> **Supplied passage**
——————————
More recently, the California test was developed based on the Delphi Expert Consensus Definition of Critical Thinking (Facione, 1990), in which core CT skills (i.e., interpretation, analysis, and evaluation) and sub-skills (e.g., categorization, examining ideas, and assessing claims) were defined to integrate CT into school curricula and assess students’ CT skills. The California test measures the following skills: overall reasoning skills, analysis, interpretation, evaluation, explanation, inference, deduction, induction, and numeracy (Insight Assessment, 2022). However, concerns have also been raised because of the relatively low pre-post correlation of .70 (Adams et al., 1996), and the test did not seem to be able to determine which item measures which subskill because of the multiple skills necessary to answer an item (Reid, 2000).

Among other validation studies on the California test, Facione (2000) confirmed a relatively weak relationship with the Watson-Glaser test (r = .41). This might be because CT is a complex ability and the two tests do not measure exactly the same CT skills (such as explanation and induction of the California test and assumption and analyzing arguments of the Watson-Glaser test). Further information is reported in the California test manual (Insight Assessment, 2022) that there was a relatively high correlation with the GRE total score (r = .72) but low correlation (r = .10 to .20) with grade point average (GPA). This may be because GPA is a holistic measure that usually involves various factors of student performance (Insight Assessment, 2022). Looking into existing tests, some skills are commonly tested, such as analysis (or analyzing arguments) and inference (including induction and deduction); other skills are uniquely measured in each test.
——————————
> **Material provided**
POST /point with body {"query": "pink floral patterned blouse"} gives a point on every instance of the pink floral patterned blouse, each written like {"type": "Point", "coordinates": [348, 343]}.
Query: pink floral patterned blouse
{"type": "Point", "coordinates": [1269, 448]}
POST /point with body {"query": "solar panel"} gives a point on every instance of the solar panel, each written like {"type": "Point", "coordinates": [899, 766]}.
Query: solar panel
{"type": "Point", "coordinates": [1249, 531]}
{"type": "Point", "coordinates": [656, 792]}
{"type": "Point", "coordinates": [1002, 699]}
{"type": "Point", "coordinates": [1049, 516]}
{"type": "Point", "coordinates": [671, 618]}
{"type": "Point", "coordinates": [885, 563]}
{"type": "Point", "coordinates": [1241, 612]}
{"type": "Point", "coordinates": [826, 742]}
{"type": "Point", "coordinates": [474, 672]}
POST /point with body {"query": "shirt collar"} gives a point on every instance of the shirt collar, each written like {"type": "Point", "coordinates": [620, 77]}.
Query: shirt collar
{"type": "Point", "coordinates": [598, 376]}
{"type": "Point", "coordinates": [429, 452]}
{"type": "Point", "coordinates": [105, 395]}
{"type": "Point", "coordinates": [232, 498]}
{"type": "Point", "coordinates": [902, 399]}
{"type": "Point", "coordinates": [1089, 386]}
——————————
> **Given task**
Reproduce the critical thinking tests passage, beginning at the words "More recently, the" and stopping after "item (Reid, 2000).".

> **Solution to this problem**
More recently, the California test was developed based on the Delphi Expert Consensus Definition of Critical Thinking (Facione, 1990), in which core CT skills (i.e., interpretation, analysis, and evaluation) and sub-skills (e.g., categorization, examining ideas, and assessing claims) were defined to integrate CT into school curricula and assess students’ CT skills. The California test measures the following skills: overall reasoning skills, analysis, interpretation, evaluation, explanation, inference, deduction, induction, and numeracy (Insight Assessment, 2022). However, concerns have also been raised because of the relatively low pre-post correlation of .70 (Adams et al., 1996), and the test did not seem to be able to determine which item measures which subskill because of the multiple skills necessary to answer an item (Reid, 2000).